#### Task item:
Transcribe verbatim the passage of the article below on opera in the South Island mountains that begins at the words "Lucas is an" and ends after the words "at Mount Cook.".

#### Provided text:
Opera Comes to the Mountains of the South Island
Opera Comes to the Mountains of the South Island
An upcoming visit by Australian opera singer, Lucas de Jong and his New Zealand born sister, composer Sarah de Jong, is set to bring more than the hills alive.
Lucas is an internationally respected opera singer based in Melbourne, Australia and later this month he will be performing the NZ premiere of Mountain Songs at two performances; one in Christchurch and another at the Hermitage at Mount Cook.
The music for Mountain Songs was written for him by Sarah, with lyrics penned by her late uncle, Guy Mannering, when Lucas decided to return to Australia to start a family, after nine years in the UK.
“I was so pleased he was coming home that I thought it would be a really good idea to write him a set of songs which were relevant to us both and expressed the power and beauty of the New Zealand alps,” she says.
Sarah has always had a strong connection to mountains. You could say mountains are in her blood. Her grandfather, and Guy Mannering’s father, was George Edward Mannering, a co-founder of the New Zealand Alpine Club and one of New Zealand’s most significant early mountaineers. In the 1890s a fiercely determined George made five attempts to scale Mount Cook’s shard-like summit. Although he never made it, immediately after that fifth attempt he and a fellow adventurer became the first Europeans to canoe the entire length (209 kilometres) of the powerful Waitaki River. A mountain and a glacier have also been named after him.

#### Entries provided:

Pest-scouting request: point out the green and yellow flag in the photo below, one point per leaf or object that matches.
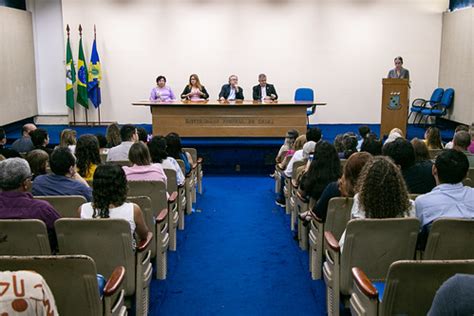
(82, 75)
(70, 77)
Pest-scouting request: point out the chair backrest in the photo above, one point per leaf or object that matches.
(338, 215)
(23, 237)
(72, 280)
(374, 244)
(450, 239)
(304, 94)
(107, 241)
(411, 285)
(156, 190)
(436, 96)
(65, 205)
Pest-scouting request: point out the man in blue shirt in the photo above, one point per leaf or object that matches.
(449, 198)
(64, 180)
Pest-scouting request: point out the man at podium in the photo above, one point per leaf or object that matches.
(399, 72)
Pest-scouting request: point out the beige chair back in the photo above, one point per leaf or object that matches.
(65, 205)
(23, 237)
(72, 280)
(450, 239)
(411, 285)
(374, 244)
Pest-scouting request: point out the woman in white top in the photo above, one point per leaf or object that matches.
(109, 195)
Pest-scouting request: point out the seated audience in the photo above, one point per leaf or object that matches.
(39, 162)
(6, 152)
(372, 145)
(88, 156)
(113, 135)
(68, 139)
(24, 144)
(264, 91)
(129, 136)
(15, 200)
(157, 147)
(231, 91)
(142, 168)
(433, 138)
(175, 150)
(461, 142)
(162, 92)
(194, 90)
(109, 200)
(64, 180)
(40, 139)
(454, 297)
(380, 193)
(449, 198)
(418, 176)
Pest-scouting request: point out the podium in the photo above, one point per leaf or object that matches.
(395, 103)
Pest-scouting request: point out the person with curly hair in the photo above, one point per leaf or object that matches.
(109, 197)
(88, 156)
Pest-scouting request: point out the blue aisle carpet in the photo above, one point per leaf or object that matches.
(237, 256)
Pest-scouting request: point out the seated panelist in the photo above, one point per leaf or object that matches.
(194, 91)
(264, 91)
(231, 91)
(162, 92)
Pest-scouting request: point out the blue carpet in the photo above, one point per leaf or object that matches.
(237, 256)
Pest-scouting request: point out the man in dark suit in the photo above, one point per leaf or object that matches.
(264, 91)
(231, 91)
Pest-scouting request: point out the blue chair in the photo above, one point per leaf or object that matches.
(440, 109)
(420, 104)
(306, 94)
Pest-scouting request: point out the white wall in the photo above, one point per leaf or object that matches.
(457, 62)
(342, 49)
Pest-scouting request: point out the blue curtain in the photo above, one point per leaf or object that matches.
(459, 4)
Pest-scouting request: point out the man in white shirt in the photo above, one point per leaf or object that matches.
(129, 136)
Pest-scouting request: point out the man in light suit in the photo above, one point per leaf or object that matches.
(231, 91)
(264, 91)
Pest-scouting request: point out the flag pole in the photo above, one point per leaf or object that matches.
(98, 108)
(85, 109)
(73, 108)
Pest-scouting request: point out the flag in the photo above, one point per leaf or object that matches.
(93, 87)
(82, 74)
(70, 76)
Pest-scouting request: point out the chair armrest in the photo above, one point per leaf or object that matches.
(364, 284)
(115, 281)
(162, 215)
(332, 241)
(143, 244)
(173, 197)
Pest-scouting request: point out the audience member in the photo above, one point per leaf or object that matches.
(39, 161)
(113, 135)
(449, 198)
(142, 168)
(433, 138)
(461, 142)
(109, 200)
(458, 129)
(129, 136)
(64, 180)
(68, 139)
(88, 156)
(418, 176)
(40, 139)
(6, 152)
(175, 150)
(15, 200)
(157, 147)
(372, 145)
(24, 144)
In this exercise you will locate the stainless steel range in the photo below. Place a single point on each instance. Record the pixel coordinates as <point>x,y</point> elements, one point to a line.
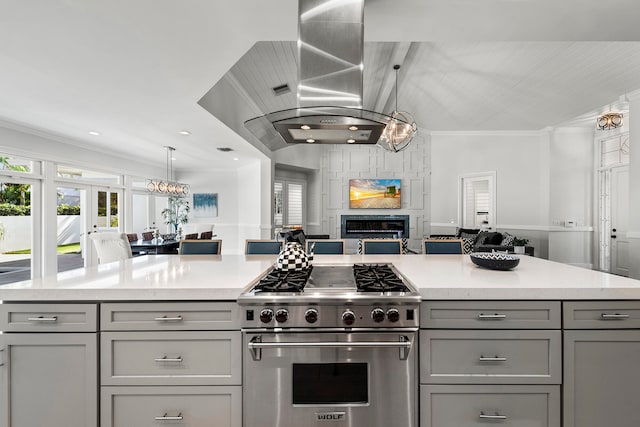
<point>333,345</point>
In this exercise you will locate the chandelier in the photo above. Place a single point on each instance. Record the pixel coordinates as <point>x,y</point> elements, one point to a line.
<point>400,129</point>
<point>168,187</point>
<point>609,121</point>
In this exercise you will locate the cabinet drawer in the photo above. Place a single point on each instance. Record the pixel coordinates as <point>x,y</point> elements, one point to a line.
<point>490,357</point>
<point>601,315</point>
<point>169,316</point>
<point>171,358</point>
<point>15,317</point>
<point>156,406</point>
<point>490,315</point>
<point>487,405</point>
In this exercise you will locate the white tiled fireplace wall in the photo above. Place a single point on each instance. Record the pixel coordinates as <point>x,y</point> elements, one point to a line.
<point>340,163</point>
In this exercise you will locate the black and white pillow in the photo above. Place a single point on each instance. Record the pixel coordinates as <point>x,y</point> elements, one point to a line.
<point>507,239</point>
<point>292,260</point>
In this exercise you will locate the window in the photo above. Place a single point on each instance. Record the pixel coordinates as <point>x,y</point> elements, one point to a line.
<point>288,203</point>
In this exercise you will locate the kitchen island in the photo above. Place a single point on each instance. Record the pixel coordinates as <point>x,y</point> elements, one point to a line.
<point>157,339</point>
<point>222,277</point>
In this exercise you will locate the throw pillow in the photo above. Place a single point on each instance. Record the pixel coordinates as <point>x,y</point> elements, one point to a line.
<point>467,232</point>
<point>507,239</point>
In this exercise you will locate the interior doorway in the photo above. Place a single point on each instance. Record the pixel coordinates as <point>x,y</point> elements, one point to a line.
<point>477,201</point>
<point>613,205</point>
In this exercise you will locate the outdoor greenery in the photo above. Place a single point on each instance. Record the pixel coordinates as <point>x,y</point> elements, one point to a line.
<point>17,194</point>
<point>10,209</point>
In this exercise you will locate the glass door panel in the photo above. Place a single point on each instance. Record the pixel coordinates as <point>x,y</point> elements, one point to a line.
<point>16,232</point>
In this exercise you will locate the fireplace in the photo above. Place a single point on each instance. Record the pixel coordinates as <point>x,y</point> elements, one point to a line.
<point>370,226</point>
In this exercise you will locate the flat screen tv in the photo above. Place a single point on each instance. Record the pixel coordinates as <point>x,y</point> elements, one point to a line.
<point>374,194</point>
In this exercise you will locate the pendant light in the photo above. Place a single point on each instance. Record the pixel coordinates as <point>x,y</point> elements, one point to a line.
<point>400,129</point>
<point>168,187</point>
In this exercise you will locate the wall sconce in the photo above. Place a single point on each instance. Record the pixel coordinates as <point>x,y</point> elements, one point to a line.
<point>609,121</point>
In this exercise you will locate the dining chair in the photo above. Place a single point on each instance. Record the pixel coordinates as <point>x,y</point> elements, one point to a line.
<point>206,235</point>
<point>111,246</point>
<point>200,247</point>
<point>262,247</point>
<point>381,246</point>
<point>452,246</point>
<point>326,246</point>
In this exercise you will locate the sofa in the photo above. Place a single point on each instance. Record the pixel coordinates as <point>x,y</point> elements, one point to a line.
<point>475,240</point>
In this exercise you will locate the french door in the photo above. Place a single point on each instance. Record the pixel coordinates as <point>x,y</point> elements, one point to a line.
<point>100,209</point>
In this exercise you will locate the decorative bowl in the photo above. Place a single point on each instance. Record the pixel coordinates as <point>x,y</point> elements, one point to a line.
<point>495,260</point>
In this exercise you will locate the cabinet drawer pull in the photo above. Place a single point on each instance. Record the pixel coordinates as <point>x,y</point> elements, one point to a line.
<point>169,319</point>
<point>169,360</point>
<point>43,319</point>
<point>492,359</point>
<point>166,417</point>
<point>614,316</point>
<point>494,316</point>
<point>497,416</point>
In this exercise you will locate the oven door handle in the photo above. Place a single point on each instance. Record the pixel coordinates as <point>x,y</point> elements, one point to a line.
<point>256,345</point>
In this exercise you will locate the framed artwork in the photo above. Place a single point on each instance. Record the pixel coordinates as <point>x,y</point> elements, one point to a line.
<point>205,205</point>
<point>374,194</point>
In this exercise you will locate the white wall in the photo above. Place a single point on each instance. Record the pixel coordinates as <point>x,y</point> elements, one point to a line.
<point>571,196</point>
<point>521,163</point>
<point>542,180</point>
<point>21,143</point>
<point>634,188</point>
<point>239,204</point>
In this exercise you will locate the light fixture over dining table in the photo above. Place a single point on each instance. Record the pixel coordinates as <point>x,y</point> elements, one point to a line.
<point>168,187</point>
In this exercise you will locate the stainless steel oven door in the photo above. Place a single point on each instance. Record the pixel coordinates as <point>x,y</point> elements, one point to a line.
<point>360,379</point>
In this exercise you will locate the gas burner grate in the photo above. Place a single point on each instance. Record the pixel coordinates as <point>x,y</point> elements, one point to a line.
<point>283,281</point>
<point>377,278</point>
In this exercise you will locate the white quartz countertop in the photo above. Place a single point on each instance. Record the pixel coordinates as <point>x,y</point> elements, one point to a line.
<point>206,277</point>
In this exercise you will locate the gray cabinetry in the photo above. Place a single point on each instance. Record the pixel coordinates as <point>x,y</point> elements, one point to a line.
<point>49,380</point>
<point>170,363</point>
<point>177,358</point>
<point>496,357</point>
<point>157,406</point>
<point>601,371</point>
<point>490,362</point>
<point>488,405</point>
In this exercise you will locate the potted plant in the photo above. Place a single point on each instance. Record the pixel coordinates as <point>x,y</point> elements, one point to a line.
<point>518,244</point>
<point>177,213</point>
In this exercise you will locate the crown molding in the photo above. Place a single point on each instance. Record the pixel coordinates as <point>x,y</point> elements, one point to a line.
<point>485,133</point>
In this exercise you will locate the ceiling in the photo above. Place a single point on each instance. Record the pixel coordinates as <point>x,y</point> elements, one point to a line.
<point>135,70</point>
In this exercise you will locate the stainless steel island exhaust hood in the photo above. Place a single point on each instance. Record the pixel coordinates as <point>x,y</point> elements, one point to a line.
<point>330,74</point>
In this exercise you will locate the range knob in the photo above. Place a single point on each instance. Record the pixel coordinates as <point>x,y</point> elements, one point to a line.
<point>348,317</point>
<point>282,315</point>
<point>377,314</point>
<point>393,315</point>
<point>266,315</point>
<point>311,315</point>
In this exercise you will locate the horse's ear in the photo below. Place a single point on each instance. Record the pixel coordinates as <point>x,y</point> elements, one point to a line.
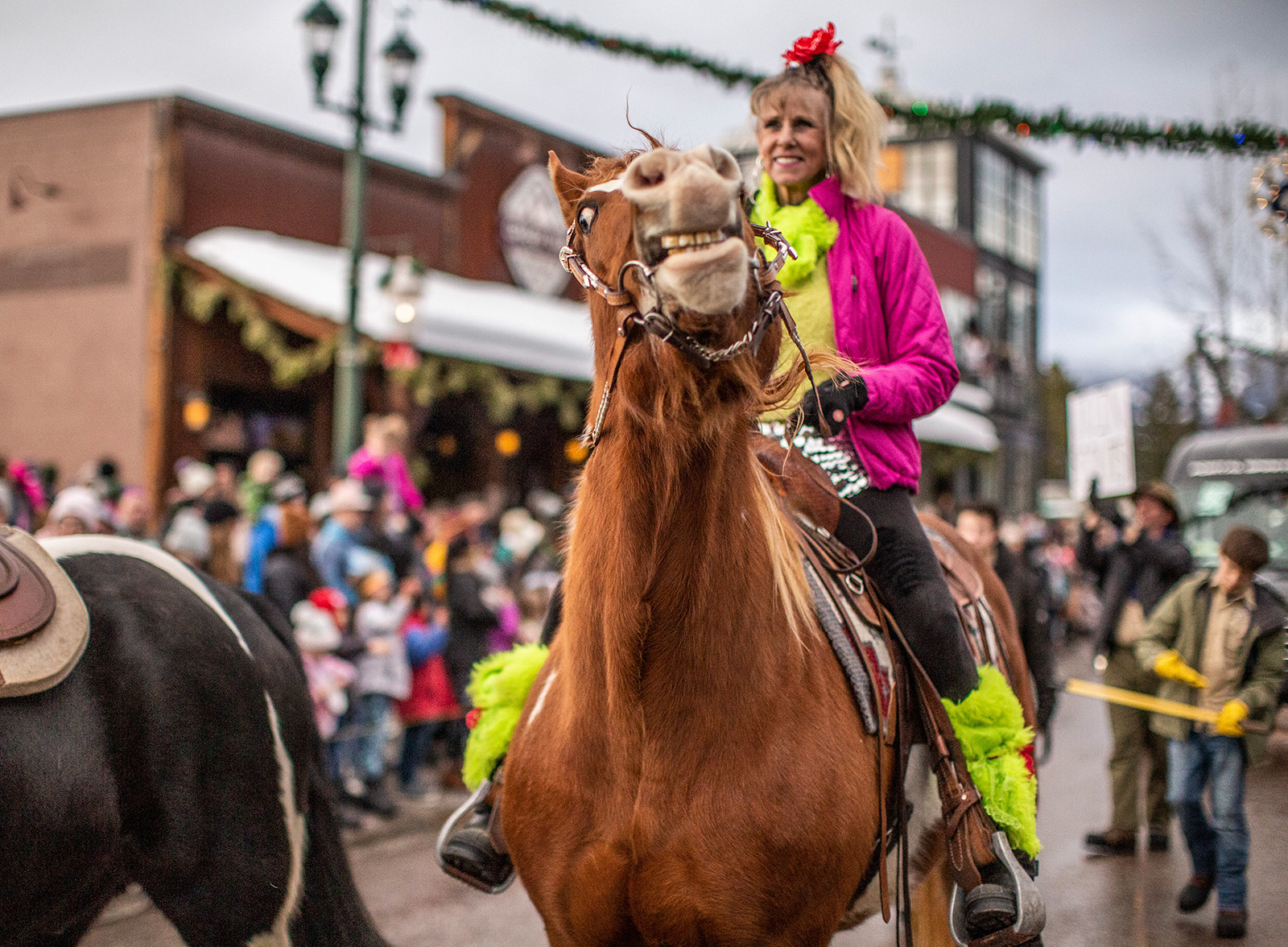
<point>570,187</point>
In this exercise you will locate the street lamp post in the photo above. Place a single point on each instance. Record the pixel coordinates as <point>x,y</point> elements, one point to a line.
<point>321,25</point>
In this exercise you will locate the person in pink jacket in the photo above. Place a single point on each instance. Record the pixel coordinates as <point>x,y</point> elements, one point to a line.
<point>382,457</point>
<point>861,287</point>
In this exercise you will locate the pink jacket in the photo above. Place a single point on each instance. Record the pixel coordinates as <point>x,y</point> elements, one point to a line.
<point>393,470</point>
<point>889,321</point>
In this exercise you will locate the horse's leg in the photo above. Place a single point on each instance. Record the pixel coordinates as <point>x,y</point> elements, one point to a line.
<point>931,902</point>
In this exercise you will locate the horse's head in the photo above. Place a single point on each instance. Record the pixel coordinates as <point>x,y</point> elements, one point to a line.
<point>663,242</point>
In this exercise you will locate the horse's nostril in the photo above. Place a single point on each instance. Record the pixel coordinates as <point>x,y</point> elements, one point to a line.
<point>648,171</point>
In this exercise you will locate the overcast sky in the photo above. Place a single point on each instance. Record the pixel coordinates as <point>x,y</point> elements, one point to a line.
<point>1103,303</point>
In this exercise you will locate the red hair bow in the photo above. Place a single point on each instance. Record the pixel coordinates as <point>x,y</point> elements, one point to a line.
<point>818,43</point>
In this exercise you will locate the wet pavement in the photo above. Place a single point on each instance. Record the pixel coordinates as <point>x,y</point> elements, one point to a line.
<point>1092,902</point>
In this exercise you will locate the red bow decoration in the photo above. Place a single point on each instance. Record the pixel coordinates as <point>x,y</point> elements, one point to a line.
<point>818,43</point>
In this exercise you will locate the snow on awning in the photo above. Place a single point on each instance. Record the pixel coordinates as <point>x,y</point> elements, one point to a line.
<point>465,319</point>
<point>959,422</point>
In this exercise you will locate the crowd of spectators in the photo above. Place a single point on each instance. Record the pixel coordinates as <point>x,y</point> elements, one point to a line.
<point>392,599</point>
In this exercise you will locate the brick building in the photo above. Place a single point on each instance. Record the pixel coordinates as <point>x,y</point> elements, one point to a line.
<point>109,328</point>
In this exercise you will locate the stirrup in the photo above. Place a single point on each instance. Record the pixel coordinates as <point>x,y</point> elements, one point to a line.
<point>1030,910</point>
<point>448,829</point>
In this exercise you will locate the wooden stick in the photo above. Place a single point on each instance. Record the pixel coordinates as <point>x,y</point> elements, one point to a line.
<point>1156,705</point>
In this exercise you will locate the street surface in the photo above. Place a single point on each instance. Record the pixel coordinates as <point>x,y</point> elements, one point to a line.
<point>1103,902</point>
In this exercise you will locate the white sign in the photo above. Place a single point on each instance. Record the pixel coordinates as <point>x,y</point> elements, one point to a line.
<point>532,232</point>
<point>1100,441</point>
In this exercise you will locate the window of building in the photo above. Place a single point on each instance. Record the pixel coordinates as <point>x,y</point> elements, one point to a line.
<point>927,182</point>
<point>1028,223</point>
<point>991,296</point>
<point>957,308</point>
<point>1022,300</point>
<point>993,199</point>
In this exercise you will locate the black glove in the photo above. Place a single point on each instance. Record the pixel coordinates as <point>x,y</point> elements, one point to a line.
<point>840,396</point>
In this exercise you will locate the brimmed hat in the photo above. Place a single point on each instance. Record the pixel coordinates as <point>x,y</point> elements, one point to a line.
<point>289,487</point>
<point>196,478</point>
<point>1161,493</point>
<point>348,495</point>
<point>315,628</point>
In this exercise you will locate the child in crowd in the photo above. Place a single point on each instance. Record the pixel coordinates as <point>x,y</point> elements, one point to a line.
<point>384,674</point>
<point>317,637</point>
<point>431,708</point>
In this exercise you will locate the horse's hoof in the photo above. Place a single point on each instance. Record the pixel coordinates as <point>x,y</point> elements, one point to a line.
<point>473,858</point>
<point>989,908</point>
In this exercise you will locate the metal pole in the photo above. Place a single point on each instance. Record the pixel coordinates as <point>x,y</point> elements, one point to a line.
<point>347,411</point>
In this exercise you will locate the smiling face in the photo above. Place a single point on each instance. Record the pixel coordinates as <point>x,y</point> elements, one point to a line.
<point>679,217</point>
<point>791,135</point>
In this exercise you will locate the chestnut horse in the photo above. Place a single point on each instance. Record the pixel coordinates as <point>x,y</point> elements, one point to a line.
<point>689,767</point>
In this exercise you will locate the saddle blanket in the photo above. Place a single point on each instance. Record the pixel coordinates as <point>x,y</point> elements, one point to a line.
<point>860,648</point>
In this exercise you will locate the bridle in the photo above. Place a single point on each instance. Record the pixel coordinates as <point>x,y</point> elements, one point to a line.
<point>658,324</point>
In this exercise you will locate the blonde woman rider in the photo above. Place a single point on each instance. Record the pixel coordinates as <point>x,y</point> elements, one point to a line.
<point>861,287</point>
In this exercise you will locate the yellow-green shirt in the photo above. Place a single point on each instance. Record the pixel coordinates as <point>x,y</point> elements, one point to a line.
<point>811,304</point>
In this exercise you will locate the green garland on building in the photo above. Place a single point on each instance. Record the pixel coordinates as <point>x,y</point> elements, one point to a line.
<point>931,118</point>
<point>504,392</point>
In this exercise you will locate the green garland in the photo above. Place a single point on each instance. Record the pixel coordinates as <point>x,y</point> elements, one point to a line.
<point>287,364</point>
<point>441,375</point>
<point>435,378</point>
<point>925,118</point>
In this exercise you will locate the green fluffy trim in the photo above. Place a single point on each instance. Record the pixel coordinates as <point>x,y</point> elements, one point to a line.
<point>807,225</point>
<point>499,686</point>
<point>989,725</point>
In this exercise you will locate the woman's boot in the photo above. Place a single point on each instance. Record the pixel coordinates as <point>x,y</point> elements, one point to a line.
<point>997,745</point>
<point>499,687</point>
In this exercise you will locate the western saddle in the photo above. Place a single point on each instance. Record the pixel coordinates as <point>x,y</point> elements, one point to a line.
<point>44,624</point>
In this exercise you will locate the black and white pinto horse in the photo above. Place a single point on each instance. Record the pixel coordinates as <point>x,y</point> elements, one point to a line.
<point>180,753</point>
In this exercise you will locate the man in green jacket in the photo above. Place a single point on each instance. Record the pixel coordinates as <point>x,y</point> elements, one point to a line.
<point>1217,641</point>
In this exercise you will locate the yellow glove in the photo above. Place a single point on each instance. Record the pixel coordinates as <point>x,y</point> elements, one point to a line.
<point>1230,717</point>
<point>1170,665</point>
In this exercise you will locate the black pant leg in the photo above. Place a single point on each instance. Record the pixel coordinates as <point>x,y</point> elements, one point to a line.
<point>912,585</point>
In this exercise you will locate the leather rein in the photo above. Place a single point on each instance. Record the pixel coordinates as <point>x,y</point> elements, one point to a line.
<point>658,324</point>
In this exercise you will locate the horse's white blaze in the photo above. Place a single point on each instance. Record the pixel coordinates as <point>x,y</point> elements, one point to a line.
<point>280,934</point>
<point>66,547</point>
<point>541,697</point>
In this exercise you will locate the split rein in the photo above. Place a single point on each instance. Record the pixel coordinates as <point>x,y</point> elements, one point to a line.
<point>658,324</point>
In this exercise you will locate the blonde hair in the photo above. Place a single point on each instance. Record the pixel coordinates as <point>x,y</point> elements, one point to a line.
<point>857,124</point>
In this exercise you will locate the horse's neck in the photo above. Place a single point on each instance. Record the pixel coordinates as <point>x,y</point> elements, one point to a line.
<point>670,585</point>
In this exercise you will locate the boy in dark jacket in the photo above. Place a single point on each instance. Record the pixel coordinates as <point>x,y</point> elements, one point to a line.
<point>1217,642</point>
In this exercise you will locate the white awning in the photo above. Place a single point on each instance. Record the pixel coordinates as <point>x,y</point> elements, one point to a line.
<point>468,319</point>
<point>957,425</point>
<point>480,321</point>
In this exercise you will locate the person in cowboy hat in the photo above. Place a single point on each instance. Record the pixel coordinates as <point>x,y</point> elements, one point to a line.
<point>1135,569</point>
<point>1217,641</point>
<point>348,504</point>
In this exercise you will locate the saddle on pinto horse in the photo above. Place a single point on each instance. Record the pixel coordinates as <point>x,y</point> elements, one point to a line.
<point>44,625</point>
<point>886,680</point>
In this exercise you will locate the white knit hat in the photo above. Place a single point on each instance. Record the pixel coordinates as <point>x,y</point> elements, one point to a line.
<point>349,495</point>
<point>81,502</point>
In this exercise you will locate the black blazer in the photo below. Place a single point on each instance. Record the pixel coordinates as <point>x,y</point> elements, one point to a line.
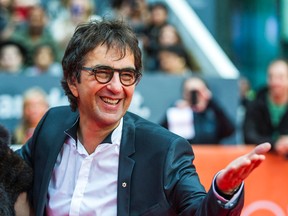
<point>155,164</point>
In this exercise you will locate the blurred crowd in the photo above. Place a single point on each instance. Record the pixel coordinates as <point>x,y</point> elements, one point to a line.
<point>34,34</point>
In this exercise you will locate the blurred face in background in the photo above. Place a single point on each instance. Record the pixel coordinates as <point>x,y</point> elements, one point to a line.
<point>44,57</point>
<point>168,36</point>
<point>172,63</point>
<point>158,15</point>
<point>278,79</point>
<point>201,93</point>
<point>34,107</point>
<point>11,59</point>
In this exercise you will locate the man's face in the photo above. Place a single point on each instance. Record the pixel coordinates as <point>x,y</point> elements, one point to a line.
<point>103,104</point>
<point>278,78</point>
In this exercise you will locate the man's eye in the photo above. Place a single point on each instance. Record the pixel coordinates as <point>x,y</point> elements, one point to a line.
<point>127,75</point>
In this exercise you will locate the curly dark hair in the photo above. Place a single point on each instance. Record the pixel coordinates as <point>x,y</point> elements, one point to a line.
<point>87,36</point>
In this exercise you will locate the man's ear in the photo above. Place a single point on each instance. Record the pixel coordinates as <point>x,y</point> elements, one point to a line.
<point>72,83</point>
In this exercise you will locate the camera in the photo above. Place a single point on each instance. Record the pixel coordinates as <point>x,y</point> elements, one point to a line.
<point>194,97</point>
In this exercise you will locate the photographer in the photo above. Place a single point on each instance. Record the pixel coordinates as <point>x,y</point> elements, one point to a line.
<point>198,117</point>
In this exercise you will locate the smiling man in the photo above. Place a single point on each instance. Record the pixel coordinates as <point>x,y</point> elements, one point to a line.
<point>96,158</point>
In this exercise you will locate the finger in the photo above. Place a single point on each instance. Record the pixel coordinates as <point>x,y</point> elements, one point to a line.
<point>262,148</point>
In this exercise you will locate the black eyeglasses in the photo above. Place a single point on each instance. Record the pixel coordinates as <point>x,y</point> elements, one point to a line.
<point>104,74</point>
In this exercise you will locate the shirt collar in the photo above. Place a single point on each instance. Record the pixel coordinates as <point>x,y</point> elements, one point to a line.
<point>113,137</point>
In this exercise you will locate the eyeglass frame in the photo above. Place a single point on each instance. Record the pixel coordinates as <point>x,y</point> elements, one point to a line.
<point>113,70</point>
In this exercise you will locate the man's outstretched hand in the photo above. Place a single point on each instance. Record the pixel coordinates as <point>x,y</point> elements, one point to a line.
<point>239,169</point>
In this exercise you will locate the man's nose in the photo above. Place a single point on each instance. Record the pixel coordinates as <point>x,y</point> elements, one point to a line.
<point>115,83</point>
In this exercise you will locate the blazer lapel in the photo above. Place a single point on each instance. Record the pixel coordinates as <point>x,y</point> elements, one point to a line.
<point>126,164</point>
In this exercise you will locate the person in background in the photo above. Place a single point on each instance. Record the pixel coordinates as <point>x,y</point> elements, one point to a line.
<point>173,60</point>
<point>158,17</point>
<point>35,104</point>
<point>96,158</point>
<point>34,32</point>
<point>267,116</point>
<point>71,13</point>
<point>12,57</point>
<point>198,117</point>
<point>44,62</point>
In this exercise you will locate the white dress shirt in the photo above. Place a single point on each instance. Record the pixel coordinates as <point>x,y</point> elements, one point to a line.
<point>83,184</point>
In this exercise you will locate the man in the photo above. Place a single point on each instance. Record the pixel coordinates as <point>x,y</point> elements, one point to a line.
<point>207,120</point>
<point>267,117</point>
<point>99,159</point>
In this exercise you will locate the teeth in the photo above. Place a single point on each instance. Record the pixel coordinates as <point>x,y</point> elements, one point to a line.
<point>110,101</point>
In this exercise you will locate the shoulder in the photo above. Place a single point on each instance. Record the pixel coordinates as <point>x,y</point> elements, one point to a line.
<point>61,114</point>
<point>150,131</point>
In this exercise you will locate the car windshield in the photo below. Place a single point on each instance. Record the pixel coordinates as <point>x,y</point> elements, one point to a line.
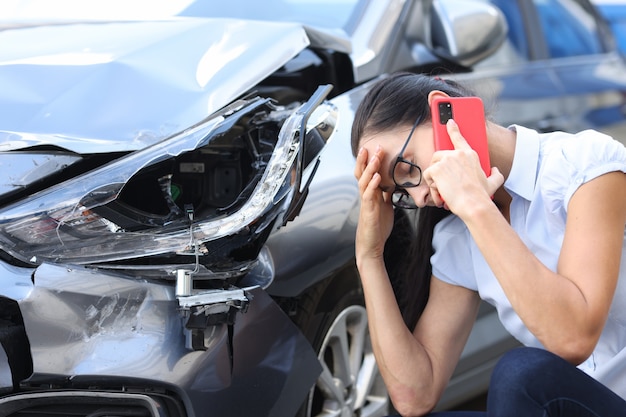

#### Solution for this problem:
Lucas is an internationally respected opera singer based in Melbourne, Australia and later this month he will be performing the NZ premiere of Mountain Songs at two performances; one in Christchurch and another at the Hermitage at Mount Cook.